● **RECORDS TO USE**
* * *

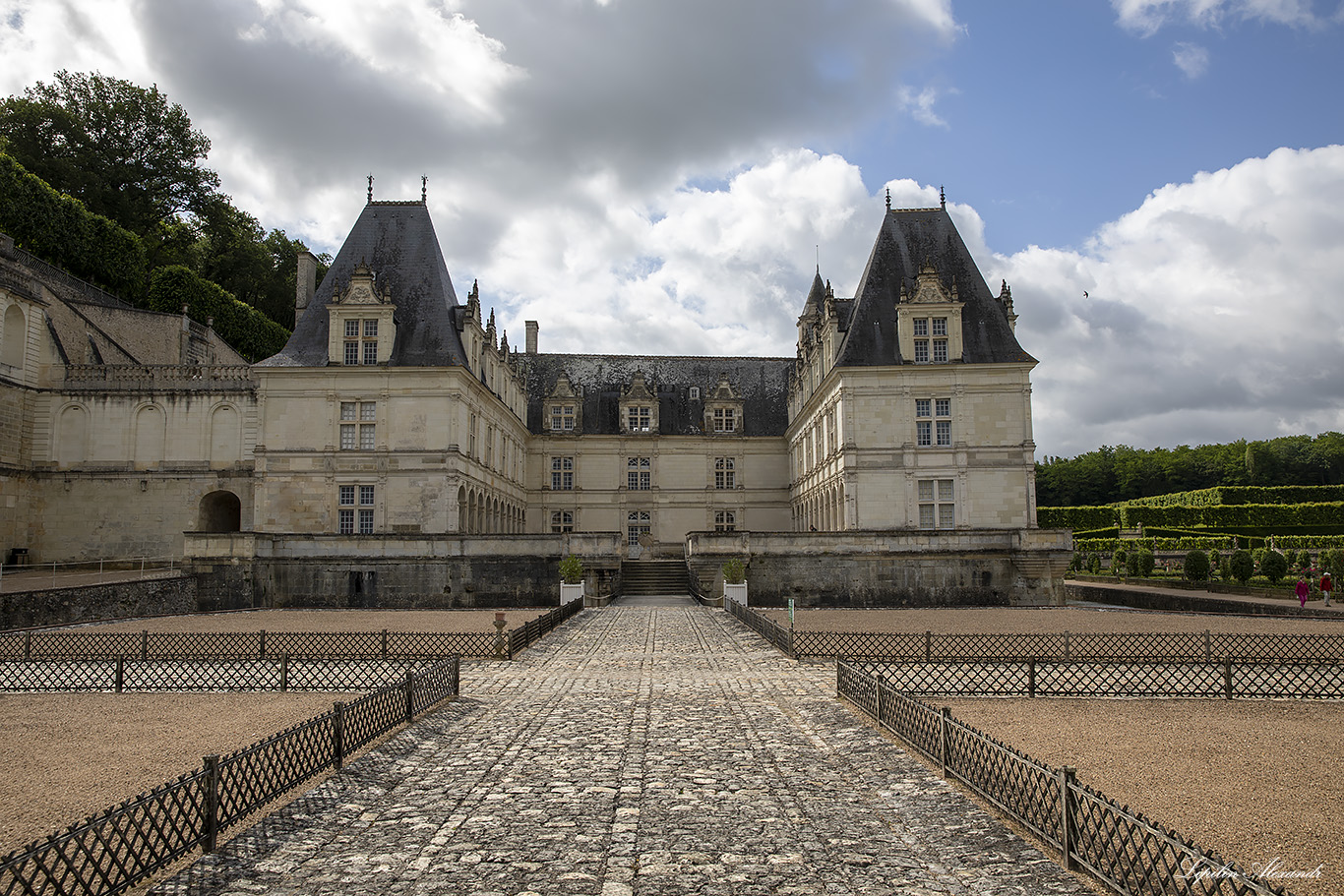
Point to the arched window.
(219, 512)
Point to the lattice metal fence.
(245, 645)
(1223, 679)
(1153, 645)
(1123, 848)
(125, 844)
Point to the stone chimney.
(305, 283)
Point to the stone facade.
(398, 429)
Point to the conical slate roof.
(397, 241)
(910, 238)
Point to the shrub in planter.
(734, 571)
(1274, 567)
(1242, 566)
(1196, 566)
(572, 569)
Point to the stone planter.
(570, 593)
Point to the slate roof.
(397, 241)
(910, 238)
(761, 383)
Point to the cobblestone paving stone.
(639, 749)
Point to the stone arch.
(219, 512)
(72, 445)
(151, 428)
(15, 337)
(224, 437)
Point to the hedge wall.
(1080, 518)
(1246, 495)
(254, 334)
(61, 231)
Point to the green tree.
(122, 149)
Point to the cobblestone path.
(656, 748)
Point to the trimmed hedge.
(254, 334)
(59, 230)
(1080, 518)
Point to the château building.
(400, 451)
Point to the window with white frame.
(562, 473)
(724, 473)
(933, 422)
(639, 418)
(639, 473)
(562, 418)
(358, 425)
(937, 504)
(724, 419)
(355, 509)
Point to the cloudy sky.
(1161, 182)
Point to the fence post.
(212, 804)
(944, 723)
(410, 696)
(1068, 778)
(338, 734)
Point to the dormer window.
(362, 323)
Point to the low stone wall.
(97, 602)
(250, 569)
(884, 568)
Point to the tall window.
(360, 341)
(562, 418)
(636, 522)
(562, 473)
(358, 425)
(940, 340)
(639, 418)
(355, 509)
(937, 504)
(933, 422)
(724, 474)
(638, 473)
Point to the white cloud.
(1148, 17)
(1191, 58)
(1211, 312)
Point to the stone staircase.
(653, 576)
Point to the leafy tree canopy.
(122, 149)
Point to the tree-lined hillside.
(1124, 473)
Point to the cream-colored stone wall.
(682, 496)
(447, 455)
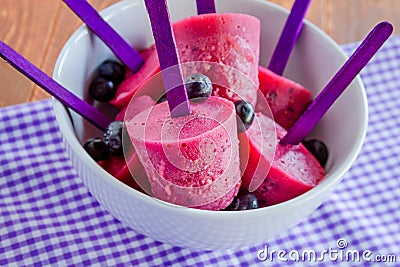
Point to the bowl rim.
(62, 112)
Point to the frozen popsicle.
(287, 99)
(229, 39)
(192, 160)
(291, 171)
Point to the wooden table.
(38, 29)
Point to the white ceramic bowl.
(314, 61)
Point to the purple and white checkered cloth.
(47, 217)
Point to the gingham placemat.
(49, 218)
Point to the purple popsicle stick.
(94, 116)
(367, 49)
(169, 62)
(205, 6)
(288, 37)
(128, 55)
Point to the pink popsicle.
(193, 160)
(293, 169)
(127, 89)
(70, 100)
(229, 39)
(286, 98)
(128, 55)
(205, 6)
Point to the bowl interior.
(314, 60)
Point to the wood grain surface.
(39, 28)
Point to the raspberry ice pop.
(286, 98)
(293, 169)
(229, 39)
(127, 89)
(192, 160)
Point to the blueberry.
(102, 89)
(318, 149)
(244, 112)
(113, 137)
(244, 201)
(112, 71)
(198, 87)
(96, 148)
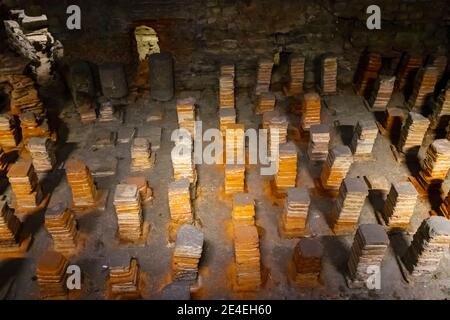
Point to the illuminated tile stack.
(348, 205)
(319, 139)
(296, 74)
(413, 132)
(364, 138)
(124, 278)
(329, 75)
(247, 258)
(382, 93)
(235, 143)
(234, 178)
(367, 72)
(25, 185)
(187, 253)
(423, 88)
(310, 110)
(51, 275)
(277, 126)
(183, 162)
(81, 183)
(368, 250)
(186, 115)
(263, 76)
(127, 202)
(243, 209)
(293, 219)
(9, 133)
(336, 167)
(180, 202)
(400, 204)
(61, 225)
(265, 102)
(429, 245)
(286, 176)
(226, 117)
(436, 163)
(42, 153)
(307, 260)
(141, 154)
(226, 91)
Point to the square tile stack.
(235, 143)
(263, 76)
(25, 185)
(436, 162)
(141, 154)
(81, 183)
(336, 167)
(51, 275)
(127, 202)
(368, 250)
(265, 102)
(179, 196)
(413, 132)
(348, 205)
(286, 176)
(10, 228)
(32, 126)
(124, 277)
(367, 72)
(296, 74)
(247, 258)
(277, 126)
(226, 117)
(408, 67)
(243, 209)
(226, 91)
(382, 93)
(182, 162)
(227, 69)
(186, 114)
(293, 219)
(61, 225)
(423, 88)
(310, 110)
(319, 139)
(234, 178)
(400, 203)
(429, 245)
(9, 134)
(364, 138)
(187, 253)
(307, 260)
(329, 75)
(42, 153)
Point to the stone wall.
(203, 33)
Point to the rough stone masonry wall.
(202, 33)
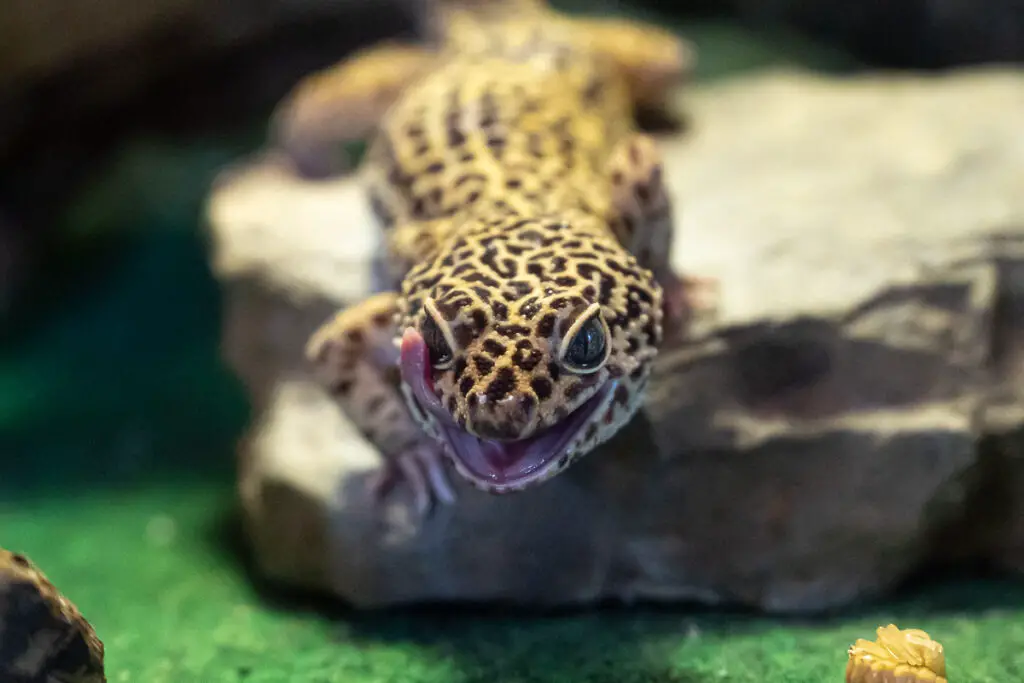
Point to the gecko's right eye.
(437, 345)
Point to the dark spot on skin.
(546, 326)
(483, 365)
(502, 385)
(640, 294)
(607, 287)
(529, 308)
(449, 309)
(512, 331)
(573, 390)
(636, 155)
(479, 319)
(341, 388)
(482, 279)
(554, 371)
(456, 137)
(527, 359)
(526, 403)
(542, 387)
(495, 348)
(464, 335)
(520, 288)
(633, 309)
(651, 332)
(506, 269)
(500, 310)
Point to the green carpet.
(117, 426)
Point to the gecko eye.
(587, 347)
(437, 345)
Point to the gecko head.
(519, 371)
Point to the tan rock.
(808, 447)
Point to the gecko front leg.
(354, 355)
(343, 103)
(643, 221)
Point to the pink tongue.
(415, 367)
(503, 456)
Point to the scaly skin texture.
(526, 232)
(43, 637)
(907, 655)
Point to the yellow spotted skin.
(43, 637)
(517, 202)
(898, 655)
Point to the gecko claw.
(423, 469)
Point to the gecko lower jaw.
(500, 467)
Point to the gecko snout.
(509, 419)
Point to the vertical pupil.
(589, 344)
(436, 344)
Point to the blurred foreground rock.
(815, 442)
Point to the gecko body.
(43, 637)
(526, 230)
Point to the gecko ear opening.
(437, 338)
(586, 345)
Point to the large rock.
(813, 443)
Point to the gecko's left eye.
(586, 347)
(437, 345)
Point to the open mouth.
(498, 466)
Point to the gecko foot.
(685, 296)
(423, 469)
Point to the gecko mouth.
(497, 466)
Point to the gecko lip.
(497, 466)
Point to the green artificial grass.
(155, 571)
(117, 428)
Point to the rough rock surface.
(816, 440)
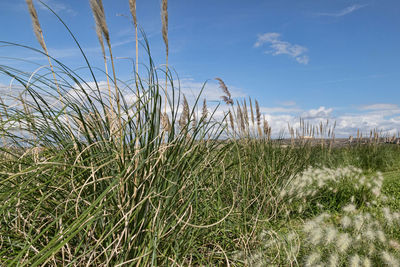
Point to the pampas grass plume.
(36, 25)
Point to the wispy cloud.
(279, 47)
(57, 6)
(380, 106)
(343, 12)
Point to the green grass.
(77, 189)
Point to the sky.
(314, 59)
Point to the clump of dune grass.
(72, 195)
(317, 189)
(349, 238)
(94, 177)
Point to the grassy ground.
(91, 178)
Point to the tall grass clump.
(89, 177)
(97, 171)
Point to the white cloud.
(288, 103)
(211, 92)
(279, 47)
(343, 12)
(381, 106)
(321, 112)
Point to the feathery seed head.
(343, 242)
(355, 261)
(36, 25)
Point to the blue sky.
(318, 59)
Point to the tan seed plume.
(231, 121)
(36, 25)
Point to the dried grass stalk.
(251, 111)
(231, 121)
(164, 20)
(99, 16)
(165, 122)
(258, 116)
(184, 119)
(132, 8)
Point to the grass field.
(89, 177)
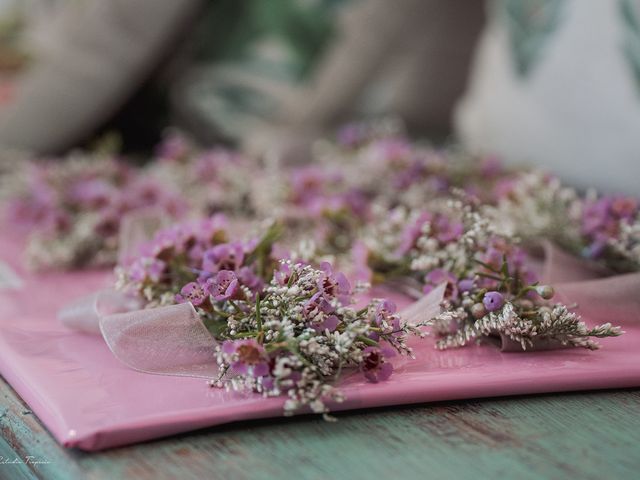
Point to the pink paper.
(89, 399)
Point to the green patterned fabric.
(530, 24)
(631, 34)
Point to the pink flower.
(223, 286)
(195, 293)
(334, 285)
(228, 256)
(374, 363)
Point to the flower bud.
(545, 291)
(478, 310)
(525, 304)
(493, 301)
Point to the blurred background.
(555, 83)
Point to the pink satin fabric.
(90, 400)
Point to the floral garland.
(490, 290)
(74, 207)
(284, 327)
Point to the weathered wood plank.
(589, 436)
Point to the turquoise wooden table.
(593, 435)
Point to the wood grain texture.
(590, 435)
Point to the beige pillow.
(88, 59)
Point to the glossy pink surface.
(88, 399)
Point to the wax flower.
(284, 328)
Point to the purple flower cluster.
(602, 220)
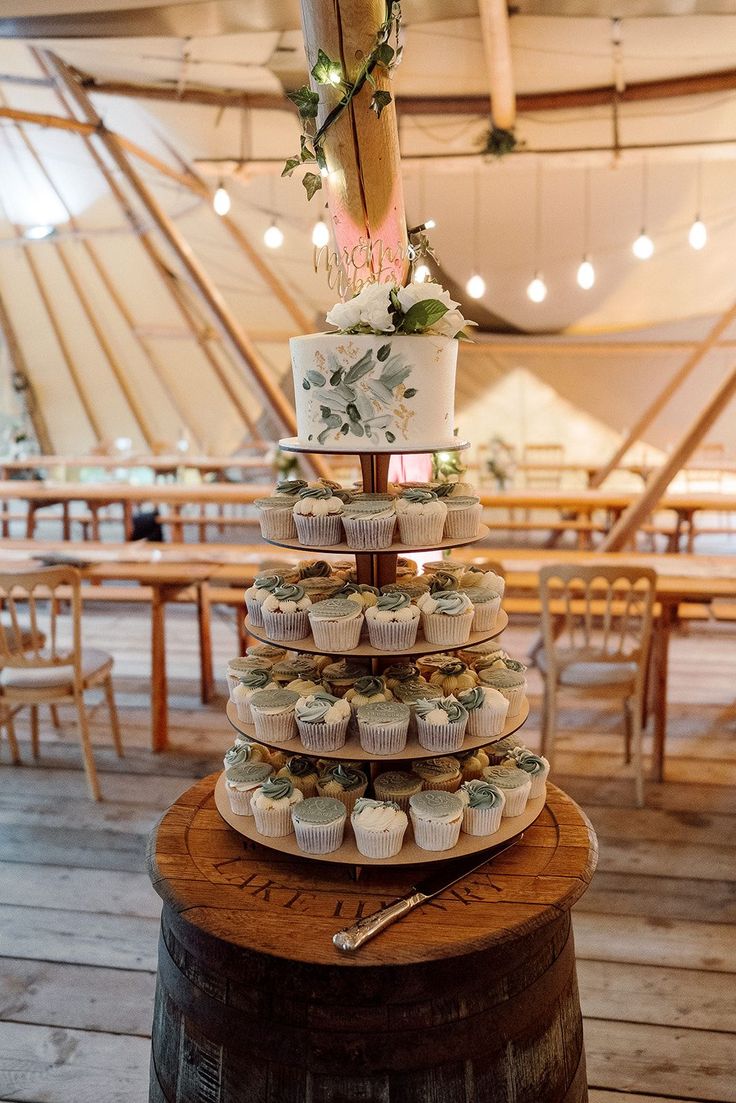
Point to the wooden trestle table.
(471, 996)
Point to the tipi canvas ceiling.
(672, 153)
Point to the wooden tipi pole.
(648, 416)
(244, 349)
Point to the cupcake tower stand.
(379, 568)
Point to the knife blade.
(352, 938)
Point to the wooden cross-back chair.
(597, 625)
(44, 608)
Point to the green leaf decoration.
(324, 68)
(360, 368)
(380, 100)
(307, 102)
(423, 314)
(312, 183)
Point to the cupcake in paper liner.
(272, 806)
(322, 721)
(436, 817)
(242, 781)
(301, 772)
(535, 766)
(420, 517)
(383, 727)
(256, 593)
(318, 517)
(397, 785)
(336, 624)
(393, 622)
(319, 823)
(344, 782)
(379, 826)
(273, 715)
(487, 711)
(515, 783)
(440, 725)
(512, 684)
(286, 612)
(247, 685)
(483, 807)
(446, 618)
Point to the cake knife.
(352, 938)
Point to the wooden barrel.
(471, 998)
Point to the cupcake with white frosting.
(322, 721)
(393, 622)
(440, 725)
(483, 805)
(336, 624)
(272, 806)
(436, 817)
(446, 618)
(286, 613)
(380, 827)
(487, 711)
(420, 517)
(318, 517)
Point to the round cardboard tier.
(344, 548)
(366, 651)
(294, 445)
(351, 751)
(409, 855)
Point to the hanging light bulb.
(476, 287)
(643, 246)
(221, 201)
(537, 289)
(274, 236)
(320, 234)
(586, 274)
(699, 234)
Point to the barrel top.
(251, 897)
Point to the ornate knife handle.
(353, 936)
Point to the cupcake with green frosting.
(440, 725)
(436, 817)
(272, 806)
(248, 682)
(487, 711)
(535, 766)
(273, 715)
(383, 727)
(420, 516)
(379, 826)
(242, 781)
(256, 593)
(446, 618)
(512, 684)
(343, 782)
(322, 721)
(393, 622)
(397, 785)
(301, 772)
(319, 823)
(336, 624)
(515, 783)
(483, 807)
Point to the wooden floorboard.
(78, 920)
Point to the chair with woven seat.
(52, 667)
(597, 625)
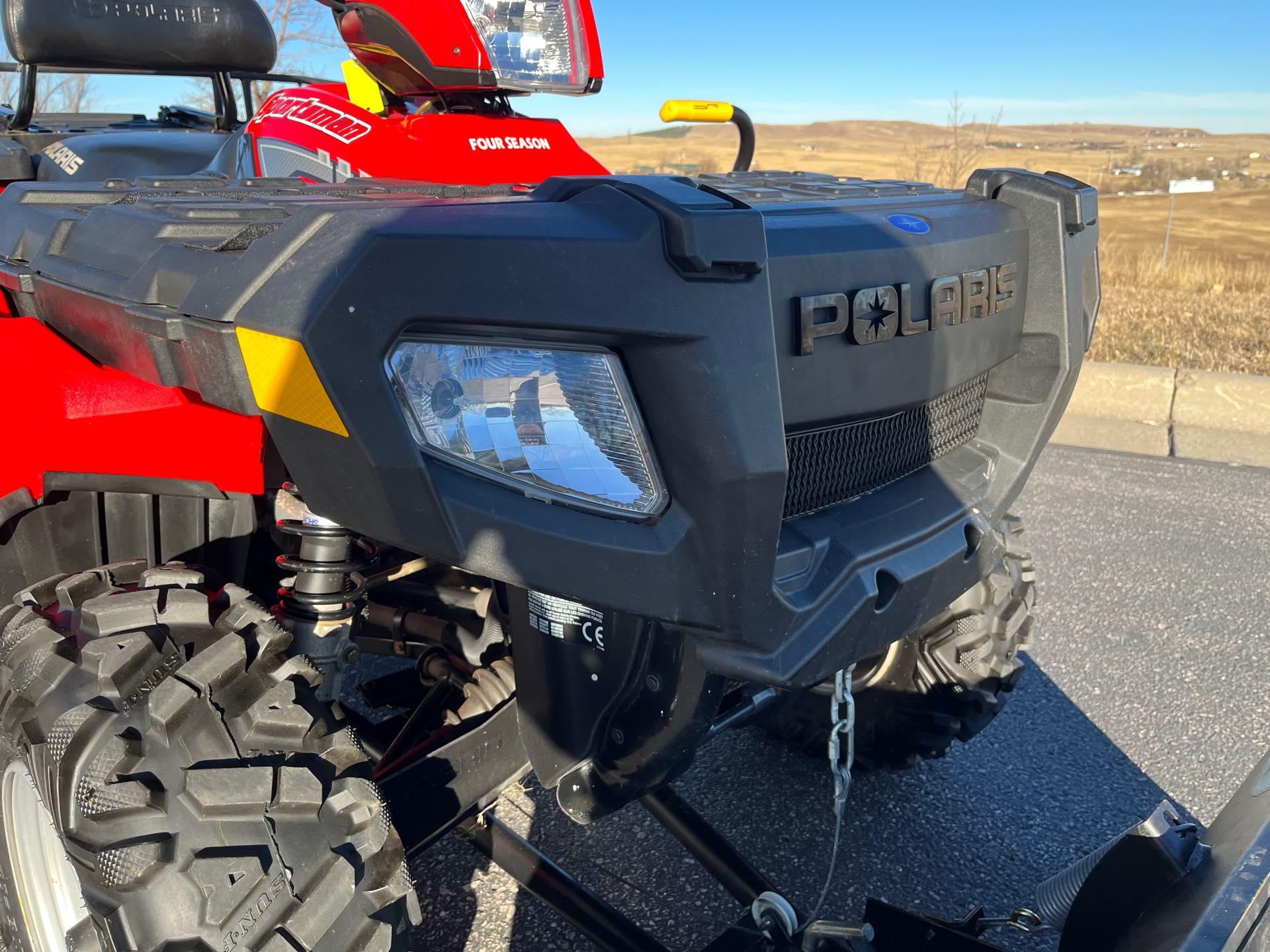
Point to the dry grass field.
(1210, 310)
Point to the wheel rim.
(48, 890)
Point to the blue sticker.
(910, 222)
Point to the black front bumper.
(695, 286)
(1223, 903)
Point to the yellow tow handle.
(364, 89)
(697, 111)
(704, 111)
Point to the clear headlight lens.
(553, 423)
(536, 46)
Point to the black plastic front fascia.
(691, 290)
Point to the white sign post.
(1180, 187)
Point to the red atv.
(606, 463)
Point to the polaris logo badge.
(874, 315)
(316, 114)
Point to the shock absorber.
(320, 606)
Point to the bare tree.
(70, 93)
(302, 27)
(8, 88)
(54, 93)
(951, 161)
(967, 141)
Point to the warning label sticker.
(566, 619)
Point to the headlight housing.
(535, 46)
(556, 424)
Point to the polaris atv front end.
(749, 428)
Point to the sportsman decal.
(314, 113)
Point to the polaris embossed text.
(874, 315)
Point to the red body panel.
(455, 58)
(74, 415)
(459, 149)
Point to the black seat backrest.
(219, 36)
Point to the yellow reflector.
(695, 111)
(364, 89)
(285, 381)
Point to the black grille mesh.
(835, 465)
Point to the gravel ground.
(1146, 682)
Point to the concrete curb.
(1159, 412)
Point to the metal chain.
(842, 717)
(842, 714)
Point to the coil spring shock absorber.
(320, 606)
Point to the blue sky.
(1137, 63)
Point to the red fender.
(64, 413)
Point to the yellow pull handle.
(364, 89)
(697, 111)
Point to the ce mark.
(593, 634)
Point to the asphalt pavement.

* * *

● **TASK REQUIREMENTS**
Find the line that contains "Point to the black seat backrest.". Write out that line and every line after it through the end of the data, exactly, and nothing else.

● **OUTPUT BELOW**
Point to the black seat backrest.
(219, 36)
Point to the yellow reflector.
(695, 111)
(364, 89)
(285, 381)
Point to the black grille mesh.
(835, 465)
Point to the gravel ground.
(1146, 682)
Point to the concrete curb.
(1159, 412)
Point to the metal chain.
(842, 717)
(842, 714)
Point to the coil spring shock absorber.
(320, 606)
Point to the blue sky.
(1137, 63)
Point to the red fender.
(64, 413)
Point to the yellow pull handle.
(364, 89)
(697, 111)
Point to the ce mark.
(593, 634)
Point to the asphalt pavement.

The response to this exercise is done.